**Extracted text**

------------------------------------------------------------------------

(CNN) Members of the White House coronavirus task force are praising a move by Twitter removing a misleading tweet from top Trump adviser Dr. Scott Atlas that told Americans masks don't work.
The tweet's removal was a "relief" among some task force members, Dr. Deborah Birx told friends over the weekend, according to a source with knowledge of the conversation.
Atlas, a neuroradiologist and President Donald Trump's hand-picked coronavirus adviser, had undermined the importance of face masks with misinformation in a Saturday Twitter post.
"Masks work? NO," Atlas wrote, followed by a series of misrepresentations about the science behind the effectiveness of masks in combating the pandemic.
The tweet and its subsequent removal comes as coronavirus cases spike across the US and other members of the task force have taken to the airwaves to urge Americans to heed basic mitigation strategies, including mask usage and social distancing.
According to the Washington Post, Birx recently confronted Vice President Mike Pence's office about Atlas, saying during a meeting "that she does not trust Atlas, does not believe he is giving Trump sound advice and wants him removed from the task force."
Sources have also told CNN that Birx has told friends fighting the virus is "hard enough (without Atlas)."
She suggested the task force is frustrated by Atlas' ability to find obscure information, label it as data and "present (it) to the President as scientific evidence," an almost insurmountable challenge.
"If he likes the sound of it, he believes it," Birx has said of Trump.
Representatives from the coronavirus task force did not respond to CNN's request for comment.
Atlas has emerged as a key influence on the President in recent weeks as the task force and its key public health experts have been swept aside by politics and competing interests.
Task force officials haven't briefed reporters at the White House in weeks, though the group continues to consistently brief the nation's governors and provide states with weekly reports and recommendations. Those recommendations, however, go largely unheeded by the President as he travels across the country holding packed rallies ahead of the election.

------------------------------------------------------------------------

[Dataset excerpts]

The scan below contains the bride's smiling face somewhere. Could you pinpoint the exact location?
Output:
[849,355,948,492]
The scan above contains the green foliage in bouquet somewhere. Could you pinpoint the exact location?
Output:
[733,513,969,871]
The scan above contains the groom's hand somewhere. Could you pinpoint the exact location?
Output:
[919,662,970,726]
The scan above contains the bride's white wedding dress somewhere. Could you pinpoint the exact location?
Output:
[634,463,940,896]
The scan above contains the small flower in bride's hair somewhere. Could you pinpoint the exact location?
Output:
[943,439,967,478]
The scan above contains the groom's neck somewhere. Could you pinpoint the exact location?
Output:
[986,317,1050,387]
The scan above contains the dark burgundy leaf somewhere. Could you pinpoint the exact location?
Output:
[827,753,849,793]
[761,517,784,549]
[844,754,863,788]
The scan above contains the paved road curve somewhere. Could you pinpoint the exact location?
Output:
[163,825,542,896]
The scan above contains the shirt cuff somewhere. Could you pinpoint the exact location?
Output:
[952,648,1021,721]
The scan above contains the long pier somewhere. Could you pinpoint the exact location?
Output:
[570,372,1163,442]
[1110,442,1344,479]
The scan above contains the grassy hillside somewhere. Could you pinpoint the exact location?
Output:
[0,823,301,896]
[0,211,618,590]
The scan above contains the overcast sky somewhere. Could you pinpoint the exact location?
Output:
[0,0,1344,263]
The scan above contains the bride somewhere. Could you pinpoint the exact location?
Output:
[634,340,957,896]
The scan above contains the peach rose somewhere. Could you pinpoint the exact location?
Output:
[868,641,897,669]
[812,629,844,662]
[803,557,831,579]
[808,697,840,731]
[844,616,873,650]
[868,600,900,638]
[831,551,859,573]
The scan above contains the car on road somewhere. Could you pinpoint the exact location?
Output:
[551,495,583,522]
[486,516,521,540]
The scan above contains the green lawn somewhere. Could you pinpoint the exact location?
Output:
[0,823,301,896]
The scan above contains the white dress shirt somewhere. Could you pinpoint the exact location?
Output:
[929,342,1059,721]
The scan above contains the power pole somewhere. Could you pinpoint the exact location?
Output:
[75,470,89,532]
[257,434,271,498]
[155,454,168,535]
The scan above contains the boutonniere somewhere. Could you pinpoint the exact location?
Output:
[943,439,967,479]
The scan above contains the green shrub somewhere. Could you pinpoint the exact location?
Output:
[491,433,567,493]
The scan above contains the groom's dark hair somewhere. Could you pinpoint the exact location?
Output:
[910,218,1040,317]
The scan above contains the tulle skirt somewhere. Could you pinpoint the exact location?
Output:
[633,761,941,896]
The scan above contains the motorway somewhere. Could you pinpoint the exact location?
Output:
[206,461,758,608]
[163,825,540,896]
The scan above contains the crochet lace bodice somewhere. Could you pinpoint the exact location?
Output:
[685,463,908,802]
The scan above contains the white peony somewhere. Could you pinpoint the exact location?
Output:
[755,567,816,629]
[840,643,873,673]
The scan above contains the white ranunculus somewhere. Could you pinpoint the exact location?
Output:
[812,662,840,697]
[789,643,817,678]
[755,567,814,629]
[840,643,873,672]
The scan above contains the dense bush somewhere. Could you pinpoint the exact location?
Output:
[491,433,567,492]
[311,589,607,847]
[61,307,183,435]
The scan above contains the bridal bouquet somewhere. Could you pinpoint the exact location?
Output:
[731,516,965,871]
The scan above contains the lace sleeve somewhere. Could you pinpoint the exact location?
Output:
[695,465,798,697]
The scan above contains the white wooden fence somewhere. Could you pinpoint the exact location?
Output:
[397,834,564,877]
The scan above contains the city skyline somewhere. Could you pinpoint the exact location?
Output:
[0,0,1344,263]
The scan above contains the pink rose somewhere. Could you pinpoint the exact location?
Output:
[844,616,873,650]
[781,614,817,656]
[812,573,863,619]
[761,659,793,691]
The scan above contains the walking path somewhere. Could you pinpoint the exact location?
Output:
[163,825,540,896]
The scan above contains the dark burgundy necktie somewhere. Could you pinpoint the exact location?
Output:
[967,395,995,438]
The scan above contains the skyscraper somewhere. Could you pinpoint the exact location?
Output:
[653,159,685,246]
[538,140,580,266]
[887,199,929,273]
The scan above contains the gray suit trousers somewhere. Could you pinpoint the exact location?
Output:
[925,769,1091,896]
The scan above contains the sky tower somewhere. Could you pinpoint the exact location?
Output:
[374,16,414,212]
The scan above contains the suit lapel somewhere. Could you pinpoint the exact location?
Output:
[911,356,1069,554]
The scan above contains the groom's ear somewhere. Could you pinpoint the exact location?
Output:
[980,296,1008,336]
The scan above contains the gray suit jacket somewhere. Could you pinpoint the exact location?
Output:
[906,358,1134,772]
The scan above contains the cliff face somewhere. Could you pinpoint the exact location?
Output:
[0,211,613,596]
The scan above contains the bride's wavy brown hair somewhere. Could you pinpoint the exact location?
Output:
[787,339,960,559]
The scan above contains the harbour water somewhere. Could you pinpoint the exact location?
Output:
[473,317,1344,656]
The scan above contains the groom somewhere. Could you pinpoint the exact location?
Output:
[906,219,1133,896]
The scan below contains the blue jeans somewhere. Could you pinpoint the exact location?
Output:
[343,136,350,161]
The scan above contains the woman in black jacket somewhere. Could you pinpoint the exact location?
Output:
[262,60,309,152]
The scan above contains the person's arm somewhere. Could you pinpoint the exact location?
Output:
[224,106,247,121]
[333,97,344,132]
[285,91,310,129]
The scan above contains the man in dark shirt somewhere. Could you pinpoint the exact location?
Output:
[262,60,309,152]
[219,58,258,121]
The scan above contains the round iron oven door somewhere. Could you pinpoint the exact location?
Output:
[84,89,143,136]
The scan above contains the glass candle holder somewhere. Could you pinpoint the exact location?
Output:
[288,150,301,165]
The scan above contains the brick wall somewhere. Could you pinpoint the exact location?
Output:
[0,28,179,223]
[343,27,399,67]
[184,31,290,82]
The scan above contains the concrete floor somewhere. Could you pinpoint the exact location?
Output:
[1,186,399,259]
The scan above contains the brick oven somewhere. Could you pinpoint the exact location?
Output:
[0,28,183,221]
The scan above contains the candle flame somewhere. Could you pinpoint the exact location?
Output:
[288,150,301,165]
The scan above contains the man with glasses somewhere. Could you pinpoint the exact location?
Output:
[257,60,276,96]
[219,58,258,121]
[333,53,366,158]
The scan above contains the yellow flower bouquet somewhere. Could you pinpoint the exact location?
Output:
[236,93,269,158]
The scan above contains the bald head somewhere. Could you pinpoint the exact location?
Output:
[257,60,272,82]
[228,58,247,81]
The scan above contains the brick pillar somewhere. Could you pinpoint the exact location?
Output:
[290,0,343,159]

------------------------------------------------------------------------

**Assignment 1**
Do these statements agree with the CNN article? (a) Atlas is a neuroradiologist. (b) Task force officials have been briefing reporters at the White House every week. (c) Representatives from the task force responded to CNN's request for comment. Answer yes or no for each, quoting the words of the article that decide it.
**Assignment 2**
Could you write out the passage of the CNN article between "She suggested the" and "said of Trump.", inclusive?
**Assignment 3**
How would the CNN article on Atlas's mask tweet go on? Continue it from where it stops.
The dataset excerpts have nothing to do with what you are asked to do here.

**Your response 1**
(a) Yes: "Atlas, a neuroradiologist and President Donald Trump's hand-picked coronavirus adviser"
(b) No: "Task force officials haven't briefed reporters at the White House in weeks"
(c) No: "Representatives from the coronavirus task force did not respond to CNN's request for comment."

**Your response 2**
She suggested the task force is frustrated by Atlas' ability to find obscure information, label it as data and "present (it) to the President as scientific evidence," an almost insurmountable challenge.
"If he likes the sound of it, he believes it," Birx has said of Trump.

**Your response 3**
According to Twitter, the policy Atlas violated with his weekend tweet prohibits sharing false or misleading content related to Covid-19 that could lead to harm.
The message pushed by the controversial neuroradiologist also goes against guidance from the US Centers for Disease Control and Prevention, which recommends people wear masks in public settings and when around people who don't live in their household, especially when other social distancing measures are difficult to maintain.
Atlas has also advocated internally for a herd immunity strategy to combat the pandemic, the idea of allowing the virus to circulate freely. Though he has explicitly denied that he is pushing a herd immunity strategy, an administration official has previously told CNN all of the policies Atlas has pushed for are in the vein of a herd immunity strategy.
Atlas has rejected the need for widespread community testing, arguing that the administration should focus almost exclusively on protecting and testing elderly populations while pushing for the rest of the economy to return to normal, this official said.
"Everything he says and does points toward herd immunity," the senior administration official said.
Many public health experts, including World Health Organization Director-General Tedros Adhanom Ghebreyesus, have warned that the "herd immunity" approach is dangerous.
"Allowing a dangerous virus that we don't fully understand to run free is simply unethical," Tedros said during a briefing on Monday. "It's not an option."